■ AIM
Output the part of the listing from its first line through the line containing "478 439 L 572", inclusive, as a JSON list of strings with one string per line and blank lines omitted.

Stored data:
:::
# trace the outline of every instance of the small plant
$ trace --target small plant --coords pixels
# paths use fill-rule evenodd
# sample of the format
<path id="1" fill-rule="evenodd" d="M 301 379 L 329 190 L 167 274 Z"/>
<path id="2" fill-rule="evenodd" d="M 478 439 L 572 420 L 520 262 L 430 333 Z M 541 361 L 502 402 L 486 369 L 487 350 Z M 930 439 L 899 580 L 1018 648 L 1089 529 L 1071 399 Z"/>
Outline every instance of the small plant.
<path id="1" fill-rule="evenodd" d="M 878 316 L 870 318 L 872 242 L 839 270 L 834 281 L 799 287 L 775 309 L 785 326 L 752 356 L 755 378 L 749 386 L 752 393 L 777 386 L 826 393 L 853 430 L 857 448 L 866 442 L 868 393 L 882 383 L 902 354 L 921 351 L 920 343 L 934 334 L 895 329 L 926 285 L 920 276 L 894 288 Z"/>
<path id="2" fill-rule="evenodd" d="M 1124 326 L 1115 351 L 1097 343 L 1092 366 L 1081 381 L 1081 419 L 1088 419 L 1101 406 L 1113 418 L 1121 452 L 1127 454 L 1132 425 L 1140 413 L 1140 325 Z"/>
:::
■ ANSWER FOR THIS EXERCISE
[
  "# trace the outline of every instance of the small plant",
  "$ trace --target small plant --coords pixels",
  "# paths use fill-rule evenodd",
  "# sample of the format",
  "<path id=\"1\" fill-rule=\"evenodd\" d=\"M 301 379 L 329 190 L 167 274 Z\"/>",
  "<path id=\"2\" fill-rule=\"evenodd\" d=\"M 478 439 L 572 420 L 520 262 L 430 333 Z M 541 361 L 502 402 L 486 369 L 487 350 Z M 930 439 L 899 580 L 1018 648 L 1089 529 L 1071 399 Z\"/>"
]